__Amaç__:
Aşağıdaki satırların tamamını, her satır ayrı bir dize olacak şekilde bir JSON listesine yerleştirir misin? Boş satırları listeye katma.

__Veri Seti__:
+++
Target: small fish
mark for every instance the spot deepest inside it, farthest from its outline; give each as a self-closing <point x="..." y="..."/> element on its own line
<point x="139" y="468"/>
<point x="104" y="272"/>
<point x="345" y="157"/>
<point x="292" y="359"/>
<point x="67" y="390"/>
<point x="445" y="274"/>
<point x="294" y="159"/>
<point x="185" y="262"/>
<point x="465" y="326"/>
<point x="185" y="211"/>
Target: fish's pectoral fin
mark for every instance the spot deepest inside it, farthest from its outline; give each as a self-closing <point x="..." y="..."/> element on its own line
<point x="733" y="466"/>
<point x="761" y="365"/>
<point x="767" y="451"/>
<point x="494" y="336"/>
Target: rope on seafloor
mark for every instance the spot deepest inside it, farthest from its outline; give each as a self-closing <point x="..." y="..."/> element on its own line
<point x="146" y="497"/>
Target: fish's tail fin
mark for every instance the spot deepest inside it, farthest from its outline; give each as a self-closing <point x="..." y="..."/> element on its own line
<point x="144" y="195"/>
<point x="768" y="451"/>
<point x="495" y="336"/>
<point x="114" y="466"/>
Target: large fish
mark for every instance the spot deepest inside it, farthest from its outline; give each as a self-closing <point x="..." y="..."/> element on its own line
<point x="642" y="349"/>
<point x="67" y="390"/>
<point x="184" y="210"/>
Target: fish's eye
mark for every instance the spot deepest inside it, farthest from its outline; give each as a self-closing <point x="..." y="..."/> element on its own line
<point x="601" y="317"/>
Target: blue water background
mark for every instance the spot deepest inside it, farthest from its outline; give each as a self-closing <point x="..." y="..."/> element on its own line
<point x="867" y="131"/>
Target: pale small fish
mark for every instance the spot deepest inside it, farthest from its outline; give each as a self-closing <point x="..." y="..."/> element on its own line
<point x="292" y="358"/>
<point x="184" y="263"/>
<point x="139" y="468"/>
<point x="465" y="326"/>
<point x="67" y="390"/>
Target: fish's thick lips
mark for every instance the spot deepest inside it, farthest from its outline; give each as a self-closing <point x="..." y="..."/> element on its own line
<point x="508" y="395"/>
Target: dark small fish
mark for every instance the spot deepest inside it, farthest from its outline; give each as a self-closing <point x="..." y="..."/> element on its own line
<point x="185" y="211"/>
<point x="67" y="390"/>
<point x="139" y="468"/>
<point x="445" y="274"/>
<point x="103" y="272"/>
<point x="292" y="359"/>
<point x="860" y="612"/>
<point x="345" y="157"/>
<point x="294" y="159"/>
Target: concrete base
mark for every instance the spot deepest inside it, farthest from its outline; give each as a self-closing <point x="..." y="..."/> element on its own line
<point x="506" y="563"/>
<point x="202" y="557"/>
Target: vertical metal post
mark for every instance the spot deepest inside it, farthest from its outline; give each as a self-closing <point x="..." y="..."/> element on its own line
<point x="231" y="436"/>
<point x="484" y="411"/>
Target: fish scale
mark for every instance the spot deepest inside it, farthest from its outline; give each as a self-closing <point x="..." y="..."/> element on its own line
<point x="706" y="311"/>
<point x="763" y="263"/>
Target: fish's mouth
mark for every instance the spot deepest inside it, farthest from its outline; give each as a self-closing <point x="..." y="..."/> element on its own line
+++
__Alıştırma Çözümü__:
[
  "Target: small fish",
  "mark for every instance the spot deepest inside it, farthest from its outline; give each as a self-closing <point x=\"...\" y=\"...\"/> element on its own line",
  "<point x=\"139\" y=\"468\"/>",
  "<point x=\"104\" y=\"272\"/>",
  "<point x=\"345\" y=\"157\"/>",
  "<point x=\"292\" y=\"359\"/>",
  "<point x=\"67\" y=\"390\"/>",
  "<point x=\"445\" y=\"274\"/>",
  "<point x=\"294\" y=\"159\"/>",
  "<point x=\"185\" y=\"262\"/>",
  "<point x=\"465\" y=\"326\"/>",
  "<point x=\"185\" y=\"211\"/>",
  "Target: fish's pectoral fin",
  "mark for every instance the spot deepest inside it, farthest from its outline; give each as a self-closing <point x=\"...\" y=\"...\"/> element on its own line",
  "<point x=\"733\" y=\"466\"/>",
  "<point x=\"761\" y=\"365\"/>",
  "<point x=\"767\" y=\"451\"/>",
  "<point x=\"494\" y=\"336\"/>",
  "Target: rope on seafloor",
  "mark for every instance the spot deepest inside it, farthest from its outline; give each as a self-closing <point x=\"...\" y=\"...\"/> element on its own line",
  "<point x=\"146\" y=\"497\"/>",
  "Target: fish's tail fin",
  "mark for every instance the spot deepest inside it, farthest from its outline; give each as a self-closing <point x=\"...\" y=\"...\"/> element on its own line",
  "<point x=\"144\" y=\"195\"/>",
  "<point x=\"768\" y=\"451\"/>",
  "<point x=\"495\" y=\"336\"/>",
  "<point x=\"114\" y=\"466\"/>",
  "Target: large fish",
  "mark for every instance the spot deepest inside it, farthest from its outline; give each as a self-closing <point x=\"...\" y=\"...\"/> element on its own line",
  "<point x=\"642\" y=\"349\"/>",
  "<point x=\"67\" y=\"390\"/>",
  "<point x=\"184\" y=\"210\"/>",
  "Target: fish's eye",
  "mark for every instance the spot deepest inside it, farthest from its outline; give each as a self-closing <point x=\"...\" y=\"...\"/> element on its own line",
  "<point x=\"601\" y=\"317\"/>",
  "Target: blue water background",
  "mark for every instance the spot deepest inside it, farthest from its outline; give each as a self-closing <point x=\"...\" y=\"...\"/> element on its own line",
  "<point x=\"867\" y=\"131\"/>",
  "Target: pale small fish",
  "mark for every instance the spot deepest inside it, farthest from its outline; give each as a self-closing <point x=\"...\" y=\"...\"/> element on its own line",
  "<point x=\"292\" y=\"358\"/>",
  "<point x=\"184\" y=\"263\"/>",
  "<point x=\"139\" y=\"468\"/>",
  "<point x=\"465\" y=\"326\"/>",
  "<point x=\"67\" y=\"390\"/>",
  "Target: fish's thick lips",
  "mark for every instance the spot deepest inside it, farthest from its outline; give each as a self-closing <point x=\"...\" y=\"...\"/> element on its own line",
  "<point x=\"508\" y=\"395\"/>",
  "Target: dark small fish",
  "mark for every instance the spot deepest inside it, farthest from its outline; give each as a self-closing <point x=\"...\" y=\"...\"/> element on its own line",
  "<point x=\"185\" y=\"211\"/>",
  "<point x=\"67\" y=\"390\"/>",
  "<point x=\"139\" y=\"468\"/>",
  "<point x=\"445\" y=\"274\"/>",
  "<point x=\"103\" y=\"272\"/>",
  "<point x=\"292\" y=\"359\"/>",
  "<point x=\"860\" y=\"612\"/>",
  "<point x=\"345\" y=\"157\"/>",
  "<point x=\"294\" y=\"159\"/>",
  "Target: concrete base",
  "mark for every instance the spot deepest inside it, farthest from its outline; give each as a self-closing <point x=\"...\" y=\"...\"/> element on its own line",
  "<point x=\"506\" y=\"563\"/>",
  "<point x=\"202\" y=\"557\"/>",
  "Target: vertical metal post",
  "mark for every instance the spot deepest inside it, farthest from its outline; give each as a self-closing <point x=\"...\" y=\"...\"/> element on its own line",
  "<point x=\"231\" y=\"436\"/>",
  "<point x=\"484\" y=\"411\"/>",
  "Target: fish scale",
  "mark for every instance the spot deepest inside it, farthest from its outline; give each as a self-closing <point x=\"...\" y=\"...\"/> element on its own line",
  "<point x=\"706\" y=\"311\"/>",
  "<point x=\"763\" y=\"263\"/>",
  "Target: fish's mouth",
  "mark for every instance the spot deepest inside it, farthest from its outline; give each as a self-closing <point x=\"...\" y=\"...\"/> element on its own line"
]